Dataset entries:
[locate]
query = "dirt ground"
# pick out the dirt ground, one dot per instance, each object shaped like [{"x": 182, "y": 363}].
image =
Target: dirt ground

Aim = Copy out the data above word for word, keeping every line unchanged.

Answer for this exercise =
[locate]
query = "dirt ground"
# pick out the dirt ground, one dot per instance, each object shaped like [{"x": 182, "y": 363}].
image =
Target: dirt ground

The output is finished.